[Natural language region descriptions]
[Start of section]

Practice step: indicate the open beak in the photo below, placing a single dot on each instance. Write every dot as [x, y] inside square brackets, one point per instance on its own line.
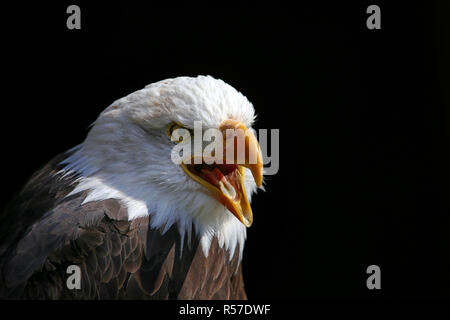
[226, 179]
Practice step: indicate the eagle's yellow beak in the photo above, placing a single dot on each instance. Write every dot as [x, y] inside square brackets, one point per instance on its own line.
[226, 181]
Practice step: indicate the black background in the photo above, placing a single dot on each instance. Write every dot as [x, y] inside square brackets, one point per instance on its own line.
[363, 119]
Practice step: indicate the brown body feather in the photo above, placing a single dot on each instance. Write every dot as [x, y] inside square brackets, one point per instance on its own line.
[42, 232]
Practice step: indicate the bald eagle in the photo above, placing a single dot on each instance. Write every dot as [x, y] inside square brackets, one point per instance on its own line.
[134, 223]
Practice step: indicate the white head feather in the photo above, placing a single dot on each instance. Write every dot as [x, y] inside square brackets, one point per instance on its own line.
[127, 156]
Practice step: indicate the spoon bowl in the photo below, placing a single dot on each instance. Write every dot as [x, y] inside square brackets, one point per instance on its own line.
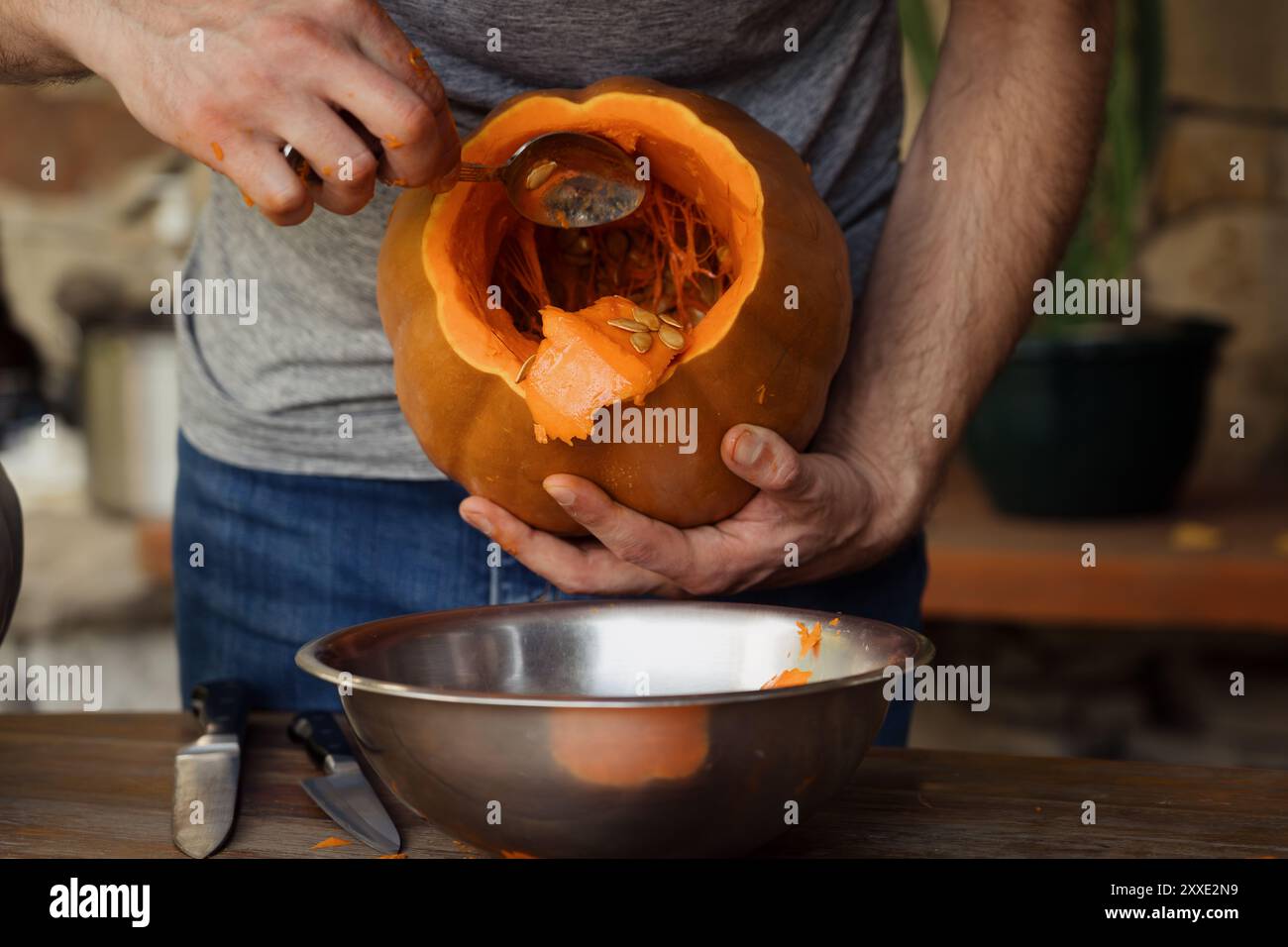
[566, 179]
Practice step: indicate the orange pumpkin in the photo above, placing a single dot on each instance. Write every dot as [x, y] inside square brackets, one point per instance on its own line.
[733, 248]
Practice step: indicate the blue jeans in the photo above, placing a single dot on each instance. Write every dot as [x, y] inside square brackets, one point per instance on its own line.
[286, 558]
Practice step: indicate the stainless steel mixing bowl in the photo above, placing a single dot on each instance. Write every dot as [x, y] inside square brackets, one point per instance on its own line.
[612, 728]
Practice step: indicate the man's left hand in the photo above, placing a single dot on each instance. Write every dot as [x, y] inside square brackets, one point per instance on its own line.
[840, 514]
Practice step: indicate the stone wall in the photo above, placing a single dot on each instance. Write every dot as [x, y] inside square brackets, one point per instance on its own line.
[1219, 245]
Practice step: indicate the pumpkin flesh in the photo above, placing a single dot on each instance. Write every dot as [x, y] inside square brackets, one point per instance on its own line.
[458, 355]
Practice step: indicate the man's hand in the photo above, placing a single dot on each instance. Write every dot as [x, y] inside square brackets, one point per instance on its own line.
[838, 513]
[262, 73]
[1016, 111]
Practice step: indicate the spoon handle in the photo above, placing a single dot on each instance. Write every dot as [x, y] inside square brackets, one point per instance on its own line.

[End of section]
[Start of section]

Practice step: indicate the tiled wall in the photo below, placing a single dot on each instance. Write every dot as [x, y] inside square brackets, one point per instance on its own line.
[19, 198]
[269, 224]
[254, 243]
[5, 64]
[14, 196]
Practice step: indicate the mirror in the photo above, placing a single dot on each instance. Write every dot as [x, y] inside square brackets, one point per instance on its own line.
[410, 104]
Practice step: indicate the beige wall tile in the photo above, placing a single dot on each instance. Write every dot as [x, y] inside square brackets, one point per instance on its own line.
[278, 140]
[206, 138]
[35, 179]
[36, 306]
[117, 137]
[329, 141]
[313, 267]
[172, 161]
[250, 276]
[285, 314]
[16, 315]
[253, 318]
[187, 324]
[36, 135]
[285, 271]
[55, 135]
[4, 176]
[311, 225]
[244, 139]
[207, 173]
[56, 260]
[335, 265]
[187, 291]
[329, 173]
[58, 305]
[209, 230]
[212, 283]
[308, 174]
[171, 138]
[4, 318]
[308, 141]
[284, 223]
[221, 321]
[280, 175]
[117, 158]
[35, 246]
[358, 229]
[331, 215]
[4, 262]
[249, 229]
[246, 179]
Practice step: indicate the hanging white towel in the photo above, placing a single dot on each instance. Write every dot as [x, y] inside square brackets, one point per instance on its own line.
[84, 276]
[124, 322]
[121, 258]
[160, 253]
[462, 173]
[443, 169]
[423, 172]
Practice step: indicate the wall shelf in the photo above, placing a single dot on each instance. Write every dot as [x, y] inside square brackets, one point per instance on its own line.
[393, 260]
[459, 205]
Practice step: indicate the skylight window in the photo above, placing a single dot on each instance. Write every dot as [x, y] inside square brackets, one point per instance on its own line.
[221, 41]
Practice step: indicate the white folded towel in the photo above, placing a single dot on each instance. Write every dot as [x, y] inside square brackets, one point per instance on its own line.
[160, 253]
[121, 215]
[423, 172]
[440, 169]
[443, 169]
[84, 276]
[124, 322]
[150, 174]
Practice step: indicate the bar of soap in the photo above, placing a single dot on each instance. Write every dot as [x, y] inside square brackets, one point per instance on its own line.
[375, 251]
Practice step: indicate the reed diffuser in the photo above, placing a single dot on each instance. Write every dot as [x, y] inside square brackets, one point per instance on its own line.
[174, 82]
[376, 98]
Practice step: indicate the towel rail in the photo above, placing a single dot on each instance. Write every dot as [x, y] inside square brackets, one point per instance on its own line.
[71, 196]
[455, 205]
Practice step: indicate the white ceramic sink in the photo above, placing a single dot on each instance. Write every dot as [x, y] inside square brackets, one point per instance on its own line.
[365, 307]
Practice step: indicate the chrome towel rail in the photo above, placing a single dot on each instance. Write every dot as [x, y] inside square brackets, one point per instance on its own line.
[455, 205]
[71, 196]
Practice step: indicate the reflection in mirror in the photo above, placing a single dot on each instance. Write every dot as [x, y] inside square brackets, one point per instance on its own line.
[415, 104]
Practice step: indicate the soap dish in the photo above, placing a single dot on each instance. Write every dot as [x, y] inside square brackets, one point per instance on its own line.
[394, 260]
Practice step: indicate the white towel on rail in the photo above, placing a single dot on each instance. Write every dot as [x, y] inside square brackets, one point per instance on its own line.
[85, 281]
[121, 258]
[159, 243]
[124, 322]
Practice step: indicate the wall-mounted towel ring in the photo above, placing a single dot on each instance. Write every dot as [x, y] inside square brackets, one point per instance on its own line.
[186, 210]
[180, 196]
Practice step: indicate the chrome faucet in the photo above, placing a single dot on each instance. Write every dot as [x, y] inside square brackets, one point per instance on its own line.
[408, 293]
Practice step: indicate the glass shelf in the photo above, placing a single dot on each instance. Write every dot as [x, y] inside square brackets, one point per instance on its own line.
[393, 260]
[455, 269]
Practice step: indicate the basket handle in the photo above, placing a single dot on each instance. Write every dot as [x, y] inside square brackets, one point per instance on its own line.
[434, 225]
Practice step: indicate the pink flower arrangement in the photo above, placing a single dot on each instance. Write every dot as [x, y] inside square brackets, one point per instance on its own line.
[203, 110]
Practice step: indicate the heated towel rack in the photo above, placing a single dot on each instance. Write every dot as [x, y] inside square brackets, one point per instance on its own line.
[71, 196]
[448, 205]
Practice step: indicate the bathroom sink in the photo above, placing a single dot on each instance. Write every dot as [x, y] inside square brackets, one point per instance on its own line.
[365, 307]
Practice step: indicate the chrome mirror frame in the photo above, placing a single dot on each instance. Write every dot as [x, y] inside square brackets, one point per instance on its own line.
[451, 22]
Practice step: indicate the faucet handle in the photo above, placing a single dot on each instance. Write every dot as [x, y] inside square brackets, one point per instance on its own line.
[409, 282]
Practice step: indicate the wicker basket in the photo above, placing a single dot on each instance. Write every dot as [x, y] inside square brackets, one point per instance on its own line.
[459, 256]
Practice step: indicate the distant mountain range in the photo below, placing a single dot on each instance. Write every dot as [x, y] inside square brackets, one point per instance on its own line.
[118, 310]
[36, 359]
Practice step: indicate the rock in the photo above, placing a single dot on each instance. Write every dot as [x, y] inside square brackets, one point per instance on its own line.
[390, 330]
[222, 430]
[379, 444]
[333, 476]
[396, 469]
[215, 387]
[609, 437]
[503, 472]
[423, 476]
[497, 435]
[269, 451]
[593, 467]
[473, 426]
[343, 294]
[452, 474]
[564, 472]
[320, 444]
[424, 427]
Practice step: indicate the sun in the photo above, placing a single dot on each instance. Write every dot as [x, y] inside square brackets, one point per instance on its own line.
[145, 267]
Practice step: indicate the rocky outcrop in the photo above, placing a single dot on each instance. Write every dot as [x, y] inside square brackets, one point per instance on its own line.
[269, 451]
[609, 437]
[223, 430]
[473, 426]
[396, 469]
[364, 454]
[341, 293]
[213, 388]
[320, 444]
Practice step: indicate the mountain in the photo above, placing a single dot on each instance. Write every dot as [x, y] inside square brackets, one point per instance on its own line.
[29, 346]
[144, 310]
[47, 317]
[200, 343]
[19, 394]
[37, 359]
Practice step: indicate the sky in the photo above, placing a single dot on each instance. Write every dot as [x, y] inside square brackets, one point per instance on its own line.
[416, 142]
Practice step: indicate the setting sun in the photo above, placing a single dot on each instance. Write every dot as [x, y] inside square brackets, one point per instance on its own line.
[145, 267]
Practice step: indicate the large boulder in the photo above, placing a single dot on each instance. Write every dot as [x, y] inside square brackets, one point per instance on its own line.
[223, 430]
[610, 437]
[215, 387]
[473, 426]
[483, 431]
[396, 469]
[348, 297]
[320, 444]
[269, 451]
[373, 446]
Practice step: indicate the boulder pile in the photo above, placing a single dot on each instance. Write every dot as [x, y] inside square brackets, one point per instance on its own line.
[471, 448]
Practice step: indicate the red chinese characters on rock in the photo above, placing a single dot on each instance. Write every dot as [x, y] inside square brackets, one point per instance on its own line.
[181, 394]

[End of section]

■ EXERCISE DESCRIPTION
Your task is to retype the entries verbatim, starting with the line that holds "Practice step: indicate the stone" and stopping after the line that holds "Practice step: indicate the spoon handle".

■ PROBLEM SOLUTION
Practice step: indicate the stone wall in the photo above, placing a single dot on each instance. Write every dot as [x, y] inside square brackets, one point per instance on its own line.
[1219, 245]
Practice step: indicate the pumpkin flesh in the photo above, placing a single dot on each instance. Write every dot as [x, y] inside square brackets, one point per instance on its own line.
[458, 355]
Practice step: indicate the man's hand in the photo above, placing a single dot on each instance. Write every dot as [x, y] inside square brackets, one point per instance on its own line.
[838, 513]
[262, 73]
[1016, 111]
Practice step: indicate the spoon handle in the photo above, placing a single dot on each instance. Write every dot as [x, y] inside square brackets, one point per instance on its own line.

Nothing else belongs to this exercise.